### Directions
Each line below should be restated exactly, with nothing dropped.

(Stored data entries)
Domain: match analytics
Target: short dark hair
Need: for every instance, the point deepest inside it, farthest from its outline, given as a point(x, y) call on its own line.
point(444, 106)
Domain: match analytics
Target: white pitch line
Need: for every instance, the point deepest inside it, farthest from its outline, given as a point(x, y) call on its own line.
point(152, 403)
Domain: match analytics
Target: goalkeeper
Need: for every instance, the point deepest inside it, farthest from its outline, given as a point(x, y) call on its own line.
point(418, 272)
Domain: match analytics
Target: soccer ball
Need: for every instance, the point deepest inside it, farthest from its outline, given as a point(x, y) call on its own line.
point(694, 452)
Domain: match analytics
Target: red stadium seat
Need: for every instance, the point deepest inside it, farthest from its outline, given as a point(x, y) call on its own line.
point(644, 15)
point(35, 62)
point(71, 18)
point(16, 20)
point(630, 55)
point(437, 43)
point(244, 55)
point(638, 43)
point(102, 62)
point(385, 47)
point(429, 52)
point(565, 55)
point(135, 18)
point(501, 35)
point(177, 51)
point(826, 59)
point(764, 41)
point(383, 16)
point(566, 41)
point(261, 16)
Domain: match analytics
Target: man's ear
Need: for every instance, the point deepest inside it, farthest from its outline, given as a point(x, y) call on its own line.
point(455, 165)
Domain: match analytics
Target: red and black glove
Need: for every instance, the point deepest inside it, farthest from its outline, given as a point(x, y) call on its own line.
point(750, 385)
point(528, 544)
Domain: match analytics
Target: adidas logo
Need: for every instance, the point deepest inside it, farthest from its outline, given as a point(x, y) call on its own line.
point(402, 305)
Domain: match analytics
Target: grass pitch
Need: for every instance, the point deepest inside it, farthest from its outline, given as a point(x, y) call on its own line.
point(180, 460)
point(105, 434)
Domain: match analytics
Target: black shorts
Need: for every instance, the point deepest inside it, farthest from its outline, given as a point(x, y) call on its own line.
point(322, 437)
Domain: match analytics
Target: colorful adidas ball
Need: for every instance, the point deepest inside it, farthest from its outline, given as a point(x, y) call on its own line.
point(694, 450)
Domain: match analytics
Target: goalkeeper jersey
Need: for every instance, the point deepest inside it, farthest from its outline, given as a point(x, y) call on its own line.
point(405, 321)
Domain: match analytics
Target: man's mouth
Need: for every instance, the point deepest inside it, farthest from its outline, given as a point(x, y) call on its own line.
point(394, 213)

### Completed exercise
Domain: match analytics
Target: short dark hair
Need: for every instance, the point deepest inside it, farthest from its outline, given as a point(x, y) call on its own line.
point(444, 106)
Domain: match analytics
Target: white pitch line
Need: for every instance, the point deepest inside it, farthest from its outline, given as a point(x, y) call on its own line.
point(152, 403)
Domain: match analytics
Target: goalkeeper
Need: for every instance, the point deepest inside it, farthest from its outline, given as a point(x, y) call on its own line.
point(418, 272)
Domain: match analytics
Target: soccer ball
Need: for every instance, the point deepest inside it, farthest from its outline, given as a point(x, y) call on its own line.
point(694, 452)
Domain: match analytics
Target: red stadium seat
Need: for every instance, the point deepest inside it, farthest from its outline, given as a point(x, y) call on its own line.
point(644, 15)
point(35, 62)
point(71, 18)
point(16, 20)
point(630, 55)
point(437, 43)
point(244, 55)
point(638, 43)
point(102, 62)
point(385, 47)
point(429, 52)
point(565, 55)
point(135, 18)
point(501, 35)
point(177, 51)
point(826, 59)
point(764, 41)
point(383, 16)
point(566, 41)
point(261, 16)
Domain: match analytics
Target: man's ear
Need: for every instance, the point deepest inside it, farthest from its outline, given as a point(x, y) call on its own line.
point(455, 165)
Domain: match analytics
Target: red and black glove
Need: for every instance, the point deepest inside it, farthest from its outline, given as a point(x, y) call on its own line.
point(750, 385)
point(528, 544)
Domain: match analytics
Target: adidas logo
Need: for every instance, the point deepest inside it, farthest from its outline, given as a point(x, y) call on its own line.
point(402, 305)
Domain: match analytics
Target: grass pitch
Need: for every instance, the point deepest inside it, farthest from its outline, given as a point(x, y) call on its own line.
point(180, 460)
point(105, 434)
Domain: match analytics
Target: black shorts
Need: for every instance, the point deepest inside it, farthest from its outline, given as a point(x, y) call on its own line.
point(322, 437)
Domain: match analytics
Target: colorful adidas ball
Need: for every instance, the point deepest inside it, farthest from its outline, given as a point(x, y) call on its own line.
point(694, 450)
Domain: match analytics
Target: goalkeeper jersey
Need: for every instance, the point deepest inside it, farthest from its outline, given as a point(x, y) call on its own line.
point(405, 321)
Domain: match analytics
Target: man's mouth
Need: for every instance, the point deepest inside it, farthest from its outline, given as a point(x, y) call on its own line.
point(394, 213)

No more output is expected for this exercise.